▼

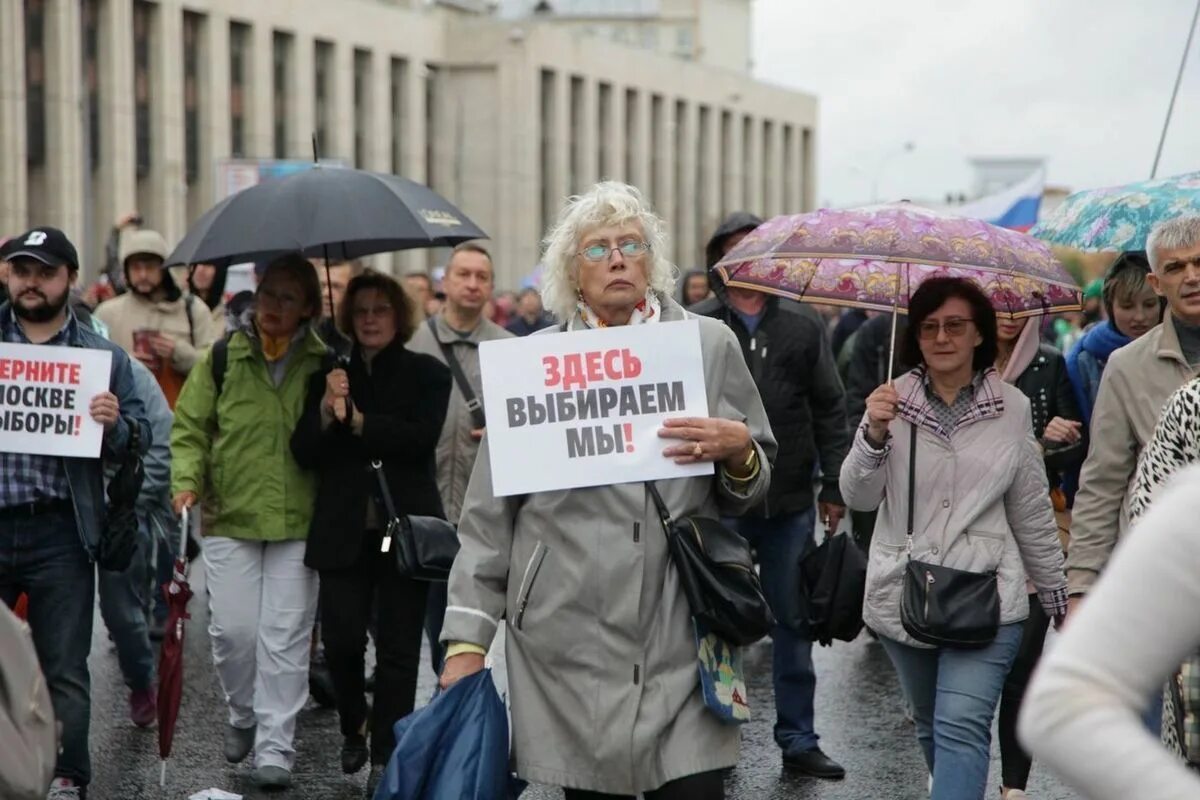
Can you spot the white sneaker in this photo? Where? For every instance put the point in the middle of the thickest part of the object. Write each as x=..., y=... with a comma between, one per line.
x=63, y=788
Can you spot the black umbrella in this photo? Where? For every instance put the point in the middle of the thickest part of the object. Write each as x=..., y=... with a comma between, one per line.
x=328, y=212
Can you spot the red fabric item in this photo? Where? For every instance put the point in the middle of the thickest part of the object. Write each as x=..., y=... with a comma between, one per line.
x=171, y=656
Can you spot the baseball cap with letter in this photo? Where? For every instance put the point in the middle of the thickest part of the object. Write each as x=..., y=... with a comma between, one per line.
x=47, y=245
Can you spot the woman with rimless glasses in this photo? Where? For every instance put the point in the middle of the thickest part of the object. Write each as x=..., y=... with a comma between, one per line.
x=979, y=505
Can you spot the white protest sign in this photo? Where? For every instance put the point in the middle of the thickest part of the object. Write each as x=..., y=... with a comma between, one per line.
x=583, y=408
x=45, y=394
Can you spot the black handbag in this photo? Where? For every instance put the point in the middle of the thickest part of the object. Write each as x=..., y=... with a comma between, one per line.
x=833, y=582
x=119, y=537
x=942, y=606
x=718, y=576
x=425, y=546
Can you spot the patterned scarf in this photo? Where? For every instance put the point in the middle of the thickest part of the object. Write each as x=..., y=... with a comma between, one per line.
x=649, y=310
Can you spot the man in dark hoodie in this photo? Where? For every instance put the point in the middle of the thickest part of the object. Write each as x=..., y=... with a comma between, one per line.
x=787, y=349
x=155, y=322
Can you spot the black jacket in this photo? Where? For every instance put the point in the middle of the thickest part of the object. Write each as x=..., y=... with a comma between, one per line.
x=792, y=365
x=869, y=362
x=1048, y=386
x=403, y=402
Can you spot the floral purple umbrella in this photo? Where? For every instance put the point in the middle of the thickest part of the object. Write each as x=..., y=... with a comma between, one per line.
x=876, y=257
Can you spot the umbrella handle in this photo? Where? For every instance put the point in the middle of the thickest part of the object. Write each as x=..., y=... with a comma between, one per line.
x=895, y=316
x=184, y=517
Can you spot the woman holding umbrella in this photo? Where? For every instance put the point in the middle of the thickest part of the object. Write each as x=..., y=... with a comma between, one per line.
x=947, y=455
x=231, y=422
x=385, y=407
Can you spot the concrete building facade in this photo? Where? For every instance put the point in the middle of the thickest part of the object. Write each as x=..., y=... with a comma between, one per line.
x=109, y=106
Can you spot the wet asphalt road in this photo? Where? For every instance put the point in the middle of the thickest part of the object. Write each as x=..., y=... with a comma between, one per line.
x=858, y=716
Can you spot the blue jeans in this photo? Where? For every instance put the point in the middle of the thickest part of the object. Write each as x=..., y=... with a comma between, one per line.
x=125, y=606
x=954, y=695
x=780, y=542
x=42, y=555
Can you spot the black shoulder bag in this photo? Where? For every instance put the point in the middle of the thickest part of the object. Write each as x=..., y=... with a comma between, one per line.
x=941, y=606
x=718, y=576
x=119, y=537
x=425, y=546
x=460, y=377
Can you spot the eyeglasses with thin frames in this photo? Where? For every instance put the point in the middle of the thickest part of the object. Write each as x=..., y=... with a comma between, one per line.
x=954, y=328
x=629, y=248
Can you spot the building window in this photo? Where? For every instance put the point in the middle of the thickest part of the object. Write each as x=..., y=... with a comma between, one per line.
x=281, y=90
x=323, y=98
x=90, y=11
x=575, y=161
x=726, y=163
x=604, y=132
x=239, y=41
x=703, y=168
x=657, y=124
x=431, y=119
x=768, y=168
x=748, y=163
x=193, y=28
x=546, y=118
x=633, y=133
x=35, y=83
x=789, y=170
x=685, y=43
x=361, y=104
x=679, y=142
x=399, y=114
x=142, y=125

▲

* _WHAT THE TASK ASKS_: Reproduce only the lines from the line containing "Can you spot the building" to the last line of the material above, both of those lines included.

* _FULL OUTPUT_:
Can you spot the building window in this photo? Where? For every instance put the point in the middle of the thickest part of the object. Write each as x=..., y=... with a comma between, one per line.
x=281, y=90
x=323, y=98
x=90, y=11
x=575, y=161
x=726, y=163
x=604, y=132
x=239, y=41
x=703, y=168
x=657, y=124
x=431, y=119
x=768, y=168
x=748, y=163
x=193, y=28
x=546, y=118
x=633, y=133
x=35, y=83
x=789, y=170
x=685, y=43
x=361, y=104
x=679, y=142
x=399, y=114
x=142, y=125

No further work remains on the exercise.